**Given entries:**
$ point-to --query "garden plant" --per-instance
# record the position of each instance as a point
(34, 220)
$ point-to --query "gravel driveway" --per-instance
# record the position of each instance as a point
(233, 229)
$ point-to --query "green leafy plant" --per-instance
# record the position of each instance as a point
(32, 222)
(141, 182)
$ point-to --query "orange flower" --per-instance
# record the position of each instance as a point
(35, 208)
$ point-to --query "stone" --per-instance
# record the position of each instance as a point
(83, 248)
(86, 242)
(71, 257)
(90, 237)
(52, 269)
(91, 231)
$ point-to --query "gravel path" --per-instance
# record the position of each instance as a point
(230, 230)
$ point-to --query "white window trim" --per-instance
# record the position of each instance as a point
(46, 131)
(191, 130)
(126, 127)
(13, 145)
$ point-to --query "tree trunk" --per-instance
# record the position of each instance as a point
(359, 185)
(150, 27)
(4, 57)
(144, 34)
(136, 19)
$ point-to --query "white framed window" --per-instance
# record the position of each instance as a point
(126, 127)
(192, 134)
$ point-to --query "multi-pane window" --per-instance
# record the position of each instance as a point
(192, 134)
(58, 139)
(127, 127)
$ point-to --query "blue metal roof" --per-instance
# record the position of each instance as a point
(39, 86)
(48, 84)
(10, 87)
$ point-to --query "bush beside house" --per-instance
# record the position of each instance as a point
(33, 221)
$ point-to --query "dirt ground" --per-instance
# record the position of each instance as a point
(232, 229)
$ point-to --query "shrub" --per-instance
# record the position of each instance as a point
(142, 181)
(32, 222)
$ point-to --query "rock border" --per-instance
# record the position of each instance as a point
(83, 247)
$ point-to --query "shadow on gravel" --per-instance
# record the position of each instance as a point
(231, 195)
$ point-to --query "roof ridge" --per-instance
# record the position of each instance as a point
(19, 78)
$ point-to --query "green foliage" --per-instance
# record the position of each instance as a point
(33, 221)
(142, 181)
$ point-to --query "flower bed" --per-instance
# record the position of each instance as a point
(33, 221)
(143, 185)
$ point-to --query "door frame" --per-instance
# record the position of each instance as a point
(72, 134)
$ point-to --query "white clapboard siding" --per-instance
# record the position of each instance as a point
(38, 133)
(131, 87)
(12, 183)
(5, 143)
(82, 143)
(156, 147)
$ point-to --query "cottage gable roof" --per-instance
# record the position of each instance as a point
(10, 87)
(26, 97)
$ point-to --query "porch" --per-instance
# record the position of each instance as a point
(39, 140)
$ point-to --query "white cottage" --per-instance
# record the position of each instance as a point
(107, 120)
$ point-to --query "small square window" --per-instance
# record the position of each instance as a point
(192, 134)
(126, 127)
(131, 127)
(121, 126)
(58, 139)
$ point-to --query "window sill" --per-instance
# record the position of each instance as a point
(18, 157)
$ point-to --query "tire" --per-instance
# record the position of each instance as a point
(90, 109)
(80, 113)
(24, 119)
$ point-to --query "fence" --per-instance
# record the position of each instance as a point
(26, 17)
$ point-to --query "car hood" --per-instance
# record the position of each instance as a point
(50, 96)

**Work required:** Write every entry out again exactly.

**Task result:**
$ point-to --query "garden plant" --per-instance
# record the position of each instance as a point
(34, 220)
$ point-to --query "gravel driveway" --per-instance
# record the position of each instance as a point
(233, 229)
$ point-to --query "green leafy plant" --per-instance
# record the position of each instance as a point
(32, 222)
(141, 182)
$ point-to --query "orange flower" --per-instance
# record the position of each instance as a point
(35, 208)
$ point-to --query "stone" --per-instance
# record the position of each instance as a point
(83, 248)
(86, 242)
(71, 257)
(90, 237)
(52, 269)
(91, 231)
$ point-to --query "gravel path" --per-instance
# record the position of each instance as a point
(230, 230)
$ point-to --query "white window trim" --per-instance
# record the position of each instance as a point
(46, 131)
(191, 130)
(126, 127)
(13, 145)
$ point-to --query "tree trunk" --per-instance
# record the position of each instance as a point
(359, 185)
(150, 27)
(4, 57)
(144, 34)
(136, 19)
$ point-to --query "white framed window" --per-instance
# record the position of each instance as a point
(126, 127)
(192, 134)
$ point-to --query "multi-pane window" --per-instance
# record the position of each instance as a point
(192, 134)
(58, 139)
(127, 127)
$ point-to --query "blue metal roof" --per-instance
# record the position of each instance as a point
(39, 86)
(48, 84)
(10, 87)
$ point-to --query "bush beside house" --per-instance
# record the position of each instance as a point
(33, 221)
$ point-to --query "dirt ground" --per-instance
# record the position of each instance as a point
(232, 229)
$ point-to --query "shrub" --per-instance
# record the position of each instance as a point
(142, 181)
(32, 222)
$ point-to --query "rock border" --per-instance
# record the position of each instance as a point
(83, 247)
$ point-to --query "shadow on gravel" --per-instance
# record the position of each instance as a point
(231, 195)
$ point-to --query "roof ridge" --per-instance
# record the position of each instance as a point
(19, 78)
$ point-to --query "green foliage" --per-instance
# record the position of each instance as a point
(33, 221)
(142, 181)
$ point-to --query "flower bed" --per-instance
# record the position of each instance as a point
(33, 221)
(143, 185)
$ point-to --query "door frame" --per-instance
# record the position of each instance as a point
(72, 134)
$ point-to --query "white clapboard siding" --per-instance
# record the position of each instance as a point
(38, 133)
(131, 87)
(12, 183)
(5, 143)
(82, 143)
(156, 147)
$ point-to --query "cottage gable roof" --per-instance
# record the position of each instance as a point
(10, 87)
(26, 97)
$ point-to --query "porch" --per-instance
# record the position of each instance as a point
(39, 140)
$ point-to --query "white cottage" --per-instance
# record the position of each instance as a point
(107, 120)
$ point-to --query "small square window" --per-instance
# record the position of each instance as a point
(192, 134)
(126, 127)
(131, 127)
(121, 126)
(58, 139)
$ point-to --query "window sill" --per-instance
# record the position of each instance as a point
(18, 157)
$ point-to --query "tire" --per-instance
# record the position of each instance as a point
(90, 109)
(80, 113)
(24, 119)
$ point-to --query "fence" --per-instance
# record the position of each instance as a point
(26, 17)
$ point-to --query "car hood" --per-instance
# record the position of each instance as a point
(50, 96)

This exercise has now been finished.